Exercise aim:
Arrange everything from the line containing "task: mark the region of the patterned" down to the line containing "[[[597,373],[381,299],[204,335],[239,465],[455,465]]]" as a two-column CSV with the columns input and output. Put the lines before the outline into one quoted input field and the outline into one quoted output field, turning line breaks into spaces.

[Named region outline rows]
┏━━

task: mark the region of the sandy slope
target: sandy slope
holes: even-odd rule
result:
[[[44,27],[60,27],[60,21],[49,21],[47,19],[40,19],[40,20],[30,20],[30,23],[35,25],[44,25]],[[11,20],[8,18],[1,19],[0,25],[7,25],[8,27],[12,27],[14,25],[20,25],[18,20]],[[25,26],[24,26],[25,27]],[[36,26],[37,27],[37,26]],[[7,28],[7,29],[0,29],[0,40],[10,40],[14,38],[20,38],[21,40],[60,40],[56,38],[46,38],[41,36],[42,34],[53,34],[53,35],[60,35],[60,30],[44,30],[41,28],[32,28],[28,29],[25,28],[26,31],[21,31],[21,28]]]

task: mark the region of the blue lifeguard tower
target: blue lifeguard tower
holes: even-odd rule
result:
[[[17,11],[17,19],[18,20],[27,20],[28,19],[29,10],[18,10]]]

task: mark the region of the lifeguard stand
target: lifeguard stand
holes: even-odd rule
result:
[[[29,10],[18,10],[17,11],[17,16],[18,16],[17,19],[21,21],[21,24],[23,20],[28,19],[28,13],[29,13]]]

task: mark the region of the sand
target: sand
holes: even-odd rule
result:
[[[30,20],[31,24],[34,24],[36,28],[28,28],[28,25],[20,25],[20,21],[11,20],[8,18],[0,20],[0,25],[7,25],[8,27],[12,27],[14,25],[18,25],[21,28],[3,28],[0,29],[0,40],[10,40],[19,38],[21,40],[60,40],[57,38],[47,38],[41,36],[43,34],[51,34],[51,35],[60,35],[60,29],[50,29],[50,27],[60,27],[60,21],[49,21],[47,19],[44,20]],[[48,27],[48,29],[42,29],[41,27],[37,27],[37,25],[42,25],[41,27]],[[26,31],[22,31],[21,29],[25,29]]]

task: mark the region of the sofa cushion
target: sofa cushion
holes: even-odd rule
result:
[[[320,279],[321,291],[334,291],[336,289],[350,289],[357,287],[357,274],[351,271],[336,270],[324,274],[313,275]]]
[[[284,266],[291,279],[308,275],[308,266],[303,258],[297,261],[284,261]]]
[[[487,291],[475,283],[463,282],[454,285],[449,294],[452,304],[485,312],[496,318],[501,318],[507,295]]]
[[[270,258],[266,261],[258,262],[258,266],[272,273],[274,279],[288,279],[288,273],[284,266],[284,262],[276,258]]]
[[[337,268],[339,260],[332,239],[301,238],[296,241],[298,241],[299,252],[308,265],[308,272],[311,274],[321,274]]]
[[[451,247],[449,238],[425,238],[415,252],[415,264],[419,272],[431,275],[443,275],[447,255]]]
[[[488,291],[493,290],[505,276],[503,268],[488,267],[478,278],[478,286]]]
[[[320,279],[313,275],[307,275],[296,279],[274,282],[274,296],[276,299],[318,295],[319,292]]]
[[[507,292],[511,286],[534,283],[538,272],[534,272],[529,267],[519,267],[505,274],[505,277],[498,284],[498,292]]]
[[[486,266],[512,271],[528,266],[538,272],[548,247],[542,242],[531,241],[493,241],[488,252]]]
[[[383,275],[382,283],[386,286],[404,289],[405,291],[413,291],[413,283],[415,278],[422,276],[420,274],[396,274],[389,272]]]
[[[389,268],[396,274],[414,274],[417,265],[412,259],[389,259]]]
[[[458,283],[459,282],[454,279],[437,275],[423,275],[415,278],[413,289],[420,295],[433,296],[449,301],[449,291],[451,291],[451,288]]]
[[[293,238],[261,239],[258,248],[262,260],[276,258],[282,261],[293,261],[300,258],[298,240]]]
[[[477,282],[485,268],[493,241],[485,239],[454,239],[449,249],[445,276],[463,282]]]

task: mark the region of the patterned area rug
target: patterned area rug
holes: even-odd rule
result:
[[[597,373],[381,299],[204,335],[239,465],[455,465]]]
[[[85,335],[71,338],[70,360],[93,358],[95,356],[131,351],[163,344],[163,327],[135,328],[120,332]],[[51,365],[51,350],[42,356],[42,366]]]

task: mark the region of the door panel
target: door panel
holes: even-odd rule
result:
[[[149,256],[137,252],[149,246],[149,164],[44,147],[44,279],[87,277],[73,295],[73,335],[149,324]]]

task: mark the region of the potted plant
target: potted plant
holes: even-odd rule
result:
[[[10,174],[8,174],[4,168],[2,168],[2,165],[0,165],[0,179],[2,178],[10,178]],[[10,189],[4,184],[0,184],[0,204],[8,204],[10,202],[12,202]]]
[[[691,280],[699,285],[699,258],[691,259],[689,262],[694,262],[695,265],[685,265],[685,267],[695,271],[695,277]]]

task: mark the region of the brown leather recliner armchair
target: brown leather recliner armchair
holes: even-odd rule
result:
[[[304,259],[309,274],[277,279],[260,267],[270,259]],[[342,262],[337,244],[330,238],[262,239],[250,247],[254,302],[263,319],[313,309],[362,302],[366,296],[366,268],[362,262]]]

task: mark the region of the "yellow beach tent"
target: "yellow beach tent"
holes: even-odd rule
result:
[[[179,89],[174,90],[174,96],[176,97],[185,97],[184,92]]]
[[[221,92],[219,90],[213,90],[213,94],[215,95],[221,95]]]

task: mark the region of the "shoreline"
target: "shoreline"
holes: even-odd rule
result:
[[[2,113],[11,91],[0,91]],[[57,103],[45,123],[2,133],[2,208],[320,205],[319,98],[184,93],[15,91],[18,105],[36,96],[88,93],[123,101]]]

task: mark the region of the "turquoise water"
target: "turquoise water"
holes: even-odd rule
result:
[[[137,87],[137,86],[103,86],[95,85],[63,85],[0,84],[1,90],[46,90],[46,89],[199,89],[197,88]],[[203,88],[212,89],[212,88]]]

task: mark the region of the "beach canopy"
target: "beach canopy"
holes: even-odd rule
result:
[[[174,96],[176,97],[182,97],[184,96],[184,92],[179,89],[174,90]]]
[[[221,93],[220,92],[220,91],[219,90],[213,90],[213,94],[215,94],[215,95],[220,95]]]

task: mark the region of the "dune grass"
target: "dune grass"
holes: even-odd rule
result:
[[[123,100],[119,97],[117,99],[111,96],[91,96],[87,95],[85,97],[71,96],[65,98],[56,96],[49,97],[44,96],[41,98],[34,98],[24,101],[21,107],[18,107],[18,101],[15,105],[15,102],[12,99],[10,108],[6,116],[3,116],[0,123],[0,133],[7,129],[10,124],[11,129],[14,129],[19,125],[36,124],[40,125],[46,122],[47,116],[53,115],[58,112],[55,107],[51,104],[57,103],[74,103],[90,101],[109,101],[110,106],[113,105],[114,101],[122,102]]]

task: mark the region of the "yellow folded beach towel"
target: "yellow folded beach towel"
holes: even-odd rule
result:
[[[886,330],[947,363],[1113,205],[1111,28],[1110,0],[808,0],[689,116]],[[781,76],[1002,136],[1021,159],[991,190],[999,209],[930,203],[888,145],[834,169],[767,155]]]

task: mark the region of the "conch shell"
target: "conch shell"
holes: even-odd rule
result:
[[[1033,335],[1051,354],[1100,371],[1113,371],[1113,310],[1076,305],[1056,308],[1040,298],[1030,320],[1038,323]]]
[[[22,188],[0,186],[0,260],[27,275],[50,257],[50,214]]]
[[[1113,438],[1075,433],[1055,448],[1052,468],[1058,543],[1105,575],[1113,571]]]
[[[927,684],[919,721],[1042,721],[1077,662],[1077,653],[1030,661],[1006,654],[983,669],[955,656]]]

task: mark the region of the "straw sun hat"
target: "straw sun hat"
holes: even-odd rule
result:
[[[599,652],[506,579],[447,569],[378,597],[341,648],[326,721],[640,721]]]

┗━━

The completed task:
input,output
"task: mark the region of the patterned area rug target: patterned area rug holes: even-odd rule result:","[[[597,373],[381,299],[204,335],[239,465],[455,465]]]"